**Enunciado 1:**
Responda, com base no trecho sobre o livro de Glória Perez:
(a) Quem assina o trecho?
(b) Qual é o título da obra citada no trecho?
(c) Em que cidade a autora observa os transeuntes a caminho do funeral da filha?

**Trecho do documento:**
::::

Por Luciana Ramos

 

Em determinado momento de “Pacto Brutal: O Assassinato de Daniella Perez”, a autora Glória Perez relata o quão chocante foi o seu trajeto até o funeral da filha, observando as mesmices das vidas normais dos transeuntes no Rio de Janeiro: como a vida deles poderia continuar tão solene, inequívoca, uma vez que a sua parecia ter chegado ao fim? O abismo sentido pela perda brutal de Daniella em circunstâncias assombrosas nunca se curou (e nem poderia), mas guiou a sua luta por descobrir a verdade sobre o ocorrido e, posteriormente, advogar por justiça.

::::

**Registros apresentados:**
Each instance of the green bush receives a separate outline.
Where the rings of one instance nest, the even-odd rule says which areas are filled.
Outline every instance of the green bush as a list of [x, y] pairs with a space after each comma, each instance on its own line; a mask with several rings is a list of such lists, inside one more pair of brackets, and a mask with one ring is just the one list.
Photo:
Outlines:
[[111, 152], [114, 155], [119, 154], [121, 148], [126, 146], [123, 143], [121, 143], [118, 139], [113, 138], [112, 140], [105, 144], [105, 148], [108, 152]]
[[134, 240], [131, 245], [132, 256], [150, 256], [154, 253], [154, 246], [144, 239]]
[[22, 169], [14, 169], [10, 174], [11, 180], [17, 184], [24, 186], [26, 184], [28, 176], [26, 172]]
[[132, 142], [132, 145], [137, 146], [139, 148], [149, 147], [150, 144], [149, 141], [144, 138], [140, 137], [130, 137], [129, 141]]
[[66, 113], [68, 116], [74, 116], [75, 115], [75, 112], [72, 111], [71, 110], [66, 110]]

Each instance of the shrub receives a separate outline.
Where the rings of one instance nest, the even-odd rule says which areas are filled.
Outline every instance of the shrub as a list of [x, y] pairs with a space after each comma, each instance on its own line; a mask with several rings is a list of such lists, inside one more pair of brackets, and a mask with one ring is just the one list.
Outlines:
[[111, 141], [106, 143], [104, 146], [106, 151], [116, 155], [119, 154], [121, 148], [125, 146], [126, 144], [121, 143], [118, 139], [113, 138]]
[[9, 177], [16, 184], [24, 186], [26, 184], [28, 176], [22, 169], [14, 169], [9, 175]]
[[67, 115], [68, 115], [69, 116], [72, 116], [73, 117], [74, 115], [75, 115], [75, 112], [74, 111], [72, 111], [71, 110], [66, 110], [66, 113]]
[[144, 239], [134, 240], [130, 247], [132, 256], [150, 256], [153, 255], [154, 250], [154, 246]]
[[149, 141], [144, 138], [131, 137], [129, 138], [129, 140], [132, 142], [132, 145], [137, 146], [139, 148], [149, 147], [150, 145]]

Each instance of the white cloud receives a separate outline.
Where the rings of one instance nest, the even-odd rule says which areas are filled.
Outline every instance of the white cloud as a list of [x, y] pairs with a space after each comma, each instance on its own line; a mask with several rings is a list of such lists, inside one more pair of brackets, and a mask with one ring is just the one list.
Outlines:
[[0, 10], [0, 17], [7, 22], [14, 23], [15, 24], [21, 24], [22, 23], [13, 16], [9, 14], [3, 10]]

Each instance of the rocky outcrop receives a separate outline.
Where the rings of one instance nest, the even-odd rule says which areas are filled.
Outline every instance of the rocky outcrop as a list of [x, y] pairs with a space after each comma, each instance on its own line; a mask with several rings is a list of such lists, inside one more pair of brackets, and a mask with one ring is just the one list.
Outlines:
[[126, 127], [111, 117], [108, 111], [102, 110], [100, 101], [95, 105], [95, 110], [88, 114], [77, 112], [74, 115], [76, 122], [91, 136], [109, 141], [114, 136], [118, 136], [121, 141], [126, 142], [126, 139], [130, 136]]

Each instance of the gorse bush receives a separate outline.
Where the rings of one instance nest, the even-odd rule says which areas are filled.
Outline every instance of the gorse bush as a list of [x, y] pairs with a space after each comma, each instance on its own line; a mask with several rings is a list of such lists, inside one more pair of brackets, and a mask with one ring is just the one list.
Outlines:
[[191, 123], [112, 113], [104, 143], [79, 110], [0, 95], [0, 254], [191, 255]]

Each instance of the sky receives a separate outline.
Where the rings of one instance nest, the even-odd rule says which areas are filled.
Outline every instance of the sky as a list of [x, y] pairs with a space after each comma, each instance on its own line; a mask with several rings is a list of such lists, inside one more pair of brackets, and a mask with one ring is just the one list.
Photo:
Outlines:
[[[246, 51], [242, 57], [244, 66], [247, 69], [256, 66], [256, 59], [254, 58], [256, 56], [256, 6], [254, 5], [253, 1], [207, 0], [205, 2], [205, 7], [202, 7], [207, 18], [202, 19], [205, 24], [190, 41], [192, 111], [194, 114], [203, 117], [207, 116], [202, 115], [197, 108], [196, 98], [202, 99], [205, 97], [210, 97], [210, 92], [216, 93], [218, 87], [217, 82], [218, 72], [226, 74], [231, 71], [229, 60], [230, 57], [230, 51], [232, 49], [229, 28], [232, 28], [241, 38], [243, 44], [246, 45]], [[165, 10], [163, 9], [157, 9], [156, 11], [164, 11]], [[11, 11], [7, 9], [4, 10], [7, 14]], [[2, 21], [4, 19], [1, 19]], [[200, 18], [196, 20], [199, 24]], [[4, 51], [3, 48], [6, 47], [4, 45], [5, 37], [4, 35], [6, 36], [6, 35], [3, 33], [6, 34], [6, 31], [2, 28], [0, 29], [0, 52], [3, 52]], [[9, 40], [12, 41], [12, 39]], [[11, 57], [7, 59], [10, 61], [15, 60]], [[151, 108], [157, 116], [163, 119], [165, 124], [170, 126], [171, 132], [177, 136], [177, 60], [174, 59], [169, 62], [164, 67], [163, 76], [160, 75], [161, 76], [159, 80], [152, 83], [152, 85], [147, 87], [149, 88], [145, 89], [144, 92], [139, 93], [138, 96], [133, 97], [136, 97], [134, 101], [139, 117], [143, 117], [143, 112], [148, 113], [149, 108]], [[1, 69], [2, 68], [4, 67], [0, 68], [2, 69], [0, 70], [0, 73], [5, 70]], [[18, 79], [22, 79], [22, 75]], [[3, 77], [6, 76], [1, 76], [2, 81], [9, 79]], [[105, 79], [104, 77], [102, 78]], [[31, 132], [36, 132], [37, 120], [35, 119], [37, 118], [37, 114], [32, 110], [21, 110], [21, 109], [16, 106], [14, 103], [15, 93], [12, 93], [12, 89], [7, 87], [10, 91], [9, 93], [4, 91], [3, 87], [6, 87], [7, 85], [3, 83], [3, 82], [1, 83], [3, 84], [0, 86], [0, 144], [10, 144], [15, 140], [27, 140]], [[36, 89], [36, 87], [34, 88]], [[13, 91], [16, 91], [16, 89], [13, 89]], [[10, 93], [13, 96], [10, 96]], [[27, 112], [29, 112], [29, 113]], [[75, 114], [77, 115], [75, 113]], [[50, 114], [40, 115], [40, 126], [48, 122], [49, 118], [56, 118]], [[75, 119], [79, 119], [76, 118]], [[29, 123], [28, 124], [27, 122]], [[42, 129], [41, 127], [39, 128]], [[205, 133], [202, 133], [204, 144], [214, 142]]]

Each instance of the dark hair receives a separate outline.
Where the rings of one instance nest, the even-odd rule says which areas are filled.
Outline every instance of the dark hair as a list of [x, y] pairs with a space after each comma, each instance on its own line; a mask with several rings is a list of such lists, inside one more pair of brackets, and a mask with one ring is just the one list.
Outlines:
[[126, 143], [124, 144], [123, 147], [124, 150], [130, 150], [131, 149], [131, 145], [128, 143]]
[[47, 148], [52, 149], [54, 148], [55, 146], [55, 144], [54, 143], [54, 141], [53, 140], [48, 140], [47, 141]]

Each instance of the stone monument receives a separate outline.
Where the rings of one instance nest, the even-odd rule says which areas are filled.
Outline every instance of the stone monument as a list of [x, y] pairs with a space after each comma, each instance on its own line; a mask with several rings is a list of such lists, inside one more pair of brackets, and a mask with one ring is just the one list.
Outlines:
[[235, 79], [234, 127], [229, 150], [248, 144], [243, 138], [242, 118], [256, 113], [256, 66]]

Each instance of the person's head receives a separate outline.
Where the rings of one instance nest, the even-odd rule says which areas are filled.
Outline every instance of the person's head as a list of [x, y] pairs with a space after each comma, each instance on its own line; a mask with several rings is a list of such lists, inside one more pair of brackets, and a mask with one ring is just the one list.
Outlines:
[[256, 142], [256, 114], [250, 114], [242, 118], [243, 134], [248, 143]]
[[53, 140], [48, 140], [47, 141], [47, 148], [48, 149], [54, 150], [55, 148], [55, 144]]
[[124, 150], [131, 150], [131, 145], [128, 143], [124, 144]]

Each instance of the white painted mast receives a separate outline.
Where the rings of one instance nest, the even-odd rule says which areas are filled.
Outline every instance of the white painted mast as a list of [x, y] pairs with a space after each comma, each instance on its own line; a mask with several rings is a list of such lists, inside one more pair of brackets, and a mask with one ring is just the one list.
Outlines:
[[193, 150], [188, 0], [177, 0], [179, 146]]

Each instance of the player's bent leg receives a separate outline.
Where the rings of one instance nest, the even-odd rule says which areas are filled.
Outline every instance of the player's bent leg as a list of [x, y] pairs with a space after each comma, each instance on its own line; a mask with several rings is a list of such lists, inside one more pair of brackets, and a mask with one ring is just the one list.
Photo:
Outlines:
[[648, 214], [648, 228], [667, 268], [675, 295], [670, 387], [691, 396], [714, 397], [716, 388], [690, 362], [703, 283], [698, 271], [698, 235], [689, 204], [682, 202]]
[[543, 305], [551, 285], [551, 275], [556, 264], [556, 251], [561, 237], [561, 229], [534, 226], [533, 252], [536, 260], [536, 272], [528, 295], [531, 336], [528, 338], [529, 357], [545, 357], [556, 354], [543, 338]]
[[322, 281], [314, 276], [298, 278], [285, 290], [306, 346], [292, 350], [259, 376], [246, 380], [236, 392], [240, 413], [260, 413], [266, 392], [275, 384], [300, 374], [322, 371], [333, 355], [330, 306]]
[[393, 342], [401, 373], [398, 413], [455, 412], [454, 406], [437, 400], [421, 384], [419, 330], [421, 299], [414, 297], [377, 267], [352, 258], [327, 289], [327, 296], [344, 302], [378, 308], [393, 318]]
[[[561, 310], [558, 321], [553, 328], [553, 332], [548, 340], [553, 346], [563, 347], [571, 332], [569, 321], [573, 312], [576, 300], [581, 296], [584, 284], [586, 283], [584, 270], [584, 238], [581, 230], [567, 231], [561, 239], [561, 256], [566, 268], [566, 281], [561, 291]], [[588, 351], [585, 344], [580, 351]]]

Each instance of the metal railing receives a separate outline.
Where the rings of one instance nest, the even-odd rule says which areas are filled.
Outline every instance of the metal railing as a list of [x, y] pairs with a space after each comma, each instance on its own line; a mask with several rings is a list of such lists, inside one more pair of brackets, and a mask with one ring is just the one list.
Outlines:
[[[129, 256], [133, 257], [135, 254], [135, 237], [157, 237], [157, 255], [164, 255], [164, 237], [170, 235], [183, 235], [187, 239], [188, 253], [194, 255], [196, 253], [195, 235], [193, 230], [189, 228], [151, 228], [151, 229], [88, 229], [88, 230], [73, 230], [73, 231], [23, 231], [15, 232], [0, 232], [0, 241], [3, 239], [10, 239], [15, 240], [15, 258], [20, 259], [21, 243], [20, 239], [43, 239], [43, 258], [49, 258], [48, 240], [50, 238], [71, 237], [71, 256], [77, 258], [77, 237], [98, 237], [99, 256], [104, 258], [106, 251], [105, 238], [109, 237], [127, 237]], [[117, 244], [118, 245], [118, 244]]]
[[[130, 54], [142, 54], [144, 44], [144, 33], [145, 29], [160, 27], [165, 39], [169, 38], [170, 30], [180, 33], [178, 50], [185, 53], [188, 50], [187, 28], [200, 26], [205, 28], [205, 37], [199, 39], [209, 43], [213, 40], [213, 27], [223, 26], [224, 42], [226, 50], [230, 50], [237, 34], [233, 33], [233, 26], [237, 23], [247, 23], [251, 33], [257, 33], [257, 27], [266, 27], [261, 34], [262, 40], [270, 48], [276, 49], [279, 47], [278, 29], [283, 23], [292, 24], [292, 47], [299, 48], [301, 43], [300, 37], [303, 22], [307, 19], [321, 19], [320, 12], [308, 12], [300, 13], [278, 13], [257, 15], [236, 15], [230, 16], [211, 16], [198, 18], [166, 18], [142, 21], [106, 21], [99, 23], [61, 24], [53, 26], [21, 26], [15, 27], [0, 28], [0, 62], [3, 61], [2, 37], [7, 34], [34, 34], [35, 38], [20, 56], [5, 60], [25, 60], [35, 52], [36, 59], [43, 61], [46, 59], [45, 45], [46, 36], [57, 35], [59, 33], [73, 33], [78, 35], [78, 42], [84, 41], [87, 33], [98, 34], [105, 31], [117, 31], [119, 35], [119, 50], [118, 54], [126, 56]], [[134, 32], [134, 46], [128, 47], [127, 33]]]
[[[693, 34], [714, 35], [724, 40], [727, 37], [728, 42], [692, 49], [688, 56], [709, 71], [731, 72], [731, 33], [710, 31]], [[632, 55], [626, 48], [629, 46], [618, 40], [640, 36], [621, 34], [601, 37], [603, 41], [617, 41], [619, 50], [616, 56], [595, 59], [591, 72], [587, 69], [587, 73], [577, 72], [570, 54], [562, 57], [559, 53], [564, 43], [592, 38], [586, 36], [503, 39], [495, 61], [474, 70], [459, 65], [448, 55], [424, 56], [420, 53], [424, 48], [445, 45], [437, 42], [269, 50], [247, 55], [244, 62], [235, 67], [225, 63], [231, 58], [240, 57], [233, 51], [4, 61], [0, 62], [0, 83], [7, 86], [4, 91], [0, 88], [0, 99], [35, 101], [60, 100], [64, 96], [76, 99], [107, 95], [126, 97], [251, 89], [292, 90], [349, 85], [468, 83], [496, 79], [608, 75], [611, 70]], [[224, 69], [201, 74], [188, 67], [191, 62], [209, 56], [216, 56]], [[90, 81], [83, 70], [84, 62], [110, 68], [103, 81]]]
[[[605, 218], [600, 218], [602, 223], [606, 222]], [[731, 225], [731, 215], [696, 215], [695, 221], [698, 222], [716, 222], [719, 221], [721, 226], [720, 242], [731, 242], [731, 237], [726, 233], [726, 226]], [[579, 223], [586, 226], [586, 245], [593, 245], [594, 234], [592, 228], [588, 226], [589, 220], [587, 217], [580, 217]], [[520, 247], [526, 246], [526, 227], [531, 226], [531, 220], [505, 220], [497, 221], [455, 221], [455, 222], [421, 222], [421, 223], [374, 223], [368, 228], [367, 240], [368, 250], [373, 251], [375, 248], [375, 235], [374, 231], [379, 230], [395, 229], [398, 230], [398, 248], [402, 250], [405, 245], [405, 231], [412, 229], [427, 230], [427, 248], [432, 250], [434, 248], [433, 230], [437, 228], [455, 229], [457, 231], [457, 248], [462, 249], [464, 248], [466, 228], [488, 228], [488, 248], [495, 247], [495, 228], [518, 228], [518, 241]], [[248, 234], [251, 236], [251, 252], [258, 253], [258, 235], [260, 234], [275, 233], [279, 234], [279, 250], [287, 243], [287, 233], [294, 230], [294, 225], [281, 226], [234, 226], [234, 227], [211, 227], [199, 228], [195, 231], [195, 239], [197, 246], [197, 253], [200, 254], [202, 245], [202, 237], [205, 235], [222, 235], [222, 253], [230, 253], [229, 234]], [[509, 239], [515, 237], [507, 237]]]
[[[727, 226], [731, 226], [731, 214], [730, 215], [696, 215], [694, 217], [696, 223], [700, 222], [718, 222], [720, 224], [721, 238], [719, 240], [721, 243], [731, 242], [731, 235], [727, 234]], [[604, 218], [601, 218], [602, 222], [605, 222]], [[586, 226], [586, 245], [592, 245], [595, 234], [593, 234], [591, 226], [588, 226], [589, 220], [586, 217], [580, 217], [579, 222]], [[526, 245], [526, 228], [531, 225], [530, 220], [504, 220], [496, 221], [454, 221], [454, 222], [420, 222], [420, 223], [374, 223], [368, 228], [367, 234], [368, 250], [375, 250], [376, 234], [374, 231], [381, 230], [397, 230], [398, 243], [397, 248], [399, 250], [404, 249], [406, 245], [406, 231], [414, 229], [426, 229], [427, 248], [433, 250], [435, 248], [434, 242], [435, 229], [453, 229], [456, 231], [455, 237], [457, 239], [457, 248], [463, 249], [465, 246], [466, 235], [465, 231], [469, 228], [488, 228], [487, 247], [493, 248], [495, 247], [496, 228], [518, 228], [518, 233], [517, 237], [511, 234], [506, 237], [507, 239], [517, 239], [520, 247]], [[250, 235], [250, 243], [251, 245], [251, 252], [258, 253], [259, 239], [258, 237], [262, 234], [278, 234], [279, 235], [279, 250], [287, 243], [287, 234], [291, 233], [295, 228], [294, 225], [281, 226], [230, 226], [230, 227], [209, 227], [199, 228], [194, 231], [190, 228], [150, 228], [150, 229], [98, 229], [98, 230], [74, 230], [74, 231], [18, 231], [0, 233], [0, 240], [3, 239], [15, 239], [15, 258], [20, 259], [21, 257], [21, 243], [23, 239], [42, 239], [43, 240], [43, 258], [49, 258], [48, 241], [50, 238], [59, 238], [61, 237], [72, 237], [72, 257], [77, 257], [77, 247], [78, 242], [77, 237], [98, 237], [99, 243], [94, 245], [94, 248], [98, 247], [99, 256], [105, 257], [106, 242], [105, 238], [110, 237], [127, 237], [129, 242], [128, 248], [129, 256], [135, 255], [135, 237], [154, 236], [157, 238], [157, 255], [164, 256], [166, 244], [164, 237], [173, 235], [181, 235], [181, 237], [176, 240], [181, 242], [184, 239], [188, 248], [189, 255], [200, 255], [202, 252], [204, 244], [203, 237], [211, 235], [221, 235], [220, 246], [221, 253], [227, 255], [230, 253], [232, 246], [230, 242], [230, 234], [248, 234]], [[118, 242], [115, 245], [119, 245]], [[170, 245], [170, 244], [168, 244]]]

::::

**Enunciado 2:** Reproduza, sem nenhuma alteração, a parte dos registros que se inicia na linha que contém "Each instance of the player's" e se encerra na linha que contém "354], [543, 338]]", incluindo essas duas linhas.

**Resolução 1:**
(a) Luciana Ramos.
(b) "Pacto Brutal: O Assassinato de Daniella Perez".
(c) No Rio de Janeiro.

**Resolução 2:**
Each instance of the player's bent leg receives a separate outline.
Where the rings of one instance nest, the even-odd rule says which areas are filled.
Outline every instance of the player's bent leg as a list of [x, y] pairs with a space after each comma, each instance on its own line; a mask with several rings is a list of such lists, inside one more pair of brackets, and a mask with one ring is just the one list.
Photo:
Outlines:
[[648, 214], [648, 228], [667, 268], [675, 295], [670, 387], [691, 396], [714, 397], [716, 388], [690, 362], [703, 283], [698, 271], [698, 235], [689, 204], [682, 202]]
[[543, 305], [551, 285], [551, 275], [556, 264], [556, 251], [561, 237], [561, 229], [534, 226], [533, 252], [536, 260], [536, 272], [528, 295], [531, 336], [528, 338], [529, 357], [545, 357], [556, 354], [543, 338]]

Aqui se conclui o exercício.